* [TAREFAS]
**a)** Responda às perguntas a seguir com base no texto sobre Eduardo Cunha.
(i) Quem é o presidente do PT mencionado no texto?
(ii) Contra quem o presidente da Câmara abriu o processo de impeachment?
(iii) Quais tucanos o texto cita como exemplo de adesão imediata?
**b)** Conte as linhas dos registros que contêm a palavra "metal" e informe apenas o número.

* [TRECHO DO DOCUMENTO]
────────────────────

A retaliação de Eduardo Cunha contra o governo e contra o PT guarda semelhanças com uma cena recorrente da crônica policial.
Enredado
em evidências grotescas de ilícitos e falcatruas, o presidente da
Câmara sacou um processo de impeachment contra a Presidenta Dilma,
depois que o PT –graças à corajosa decisão de seu presidente, Rui
Falcão, determinou que o partido não acobertasse o delinquente no
Conselho de Ética.
Cunha age como o sequestrador que saca o
revólver e o coloca na cabeça do refém, exigindo salvo conduto para si e
para o malote de dinheiro.
Eduardo Cunha aposta que os comparsas do lado de fora lhe darão cobertura na fuga cinematográfica para frente.
Talvez tenha razão a julgar pela adesão de pronto de tucanos, como os rapinosos Aécio e Serra, por exemplo.
Outros, aqueles que entendem a política como oportunismo, endossarão igualmente o meliante em nome da honradez.
Ou não é essa –há meses—a especialidade do colunismo isento na sua seletiva campanha anti-corrupção?

────────────────────

* [CONJUNTO DE REGISTROS]

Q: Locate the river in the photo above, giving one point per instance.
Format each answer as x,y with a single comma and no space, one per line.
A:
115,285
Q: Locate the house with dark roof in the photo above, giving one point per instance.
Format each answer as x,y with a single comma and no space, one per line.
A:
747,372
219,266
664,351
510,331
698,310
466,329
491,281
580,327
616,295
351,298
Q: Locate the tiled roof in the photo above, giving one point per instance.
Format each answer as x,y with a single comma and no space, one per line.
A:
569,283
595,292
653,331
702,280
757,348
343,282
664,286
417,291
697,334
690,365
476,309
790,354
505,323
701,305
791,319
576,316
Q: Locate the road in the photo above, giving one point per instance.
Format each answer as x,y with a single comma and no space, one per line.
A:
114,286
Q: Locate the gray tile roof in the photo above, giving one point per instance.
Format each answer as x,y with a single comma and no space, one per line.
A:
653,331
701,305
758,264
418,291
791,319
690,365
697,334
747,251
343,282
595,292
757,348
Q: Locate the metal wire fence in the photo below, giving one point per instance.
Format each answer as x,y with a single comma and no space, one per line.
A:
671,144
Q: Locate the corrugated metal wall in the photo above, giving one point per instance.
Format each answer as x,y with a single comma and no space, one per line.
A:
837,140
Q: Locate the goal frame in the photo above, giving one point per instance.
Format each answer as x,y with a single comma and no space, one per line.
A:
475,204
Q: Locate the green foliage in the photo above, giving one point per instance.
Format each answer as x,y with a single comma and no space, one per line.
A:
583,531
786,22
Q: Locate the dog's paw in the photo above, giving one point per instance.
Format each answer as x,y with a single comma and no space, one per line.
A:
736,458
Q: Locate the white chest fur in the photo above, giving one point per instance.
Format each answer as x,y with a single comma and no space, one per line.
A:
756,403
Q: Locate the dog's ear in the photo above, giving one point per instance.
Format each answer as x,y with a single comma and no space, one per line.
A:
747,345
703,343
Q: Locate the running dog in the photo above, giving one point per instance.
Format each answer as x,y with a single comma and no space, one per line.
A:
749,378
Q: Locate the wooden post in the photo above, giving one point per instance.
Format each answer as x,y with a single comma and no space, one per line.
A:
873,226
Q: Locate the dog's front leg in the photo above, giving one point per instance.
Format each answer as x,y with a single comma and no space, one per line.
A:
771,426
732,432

────────────────────

* [RESPOSTAS DAS TAREFAS]
**a)**
(i) Rui Falcão.
(ii) Contra a Presidenta Dilma.
(iii) Aécio e Serra.

**b)** 2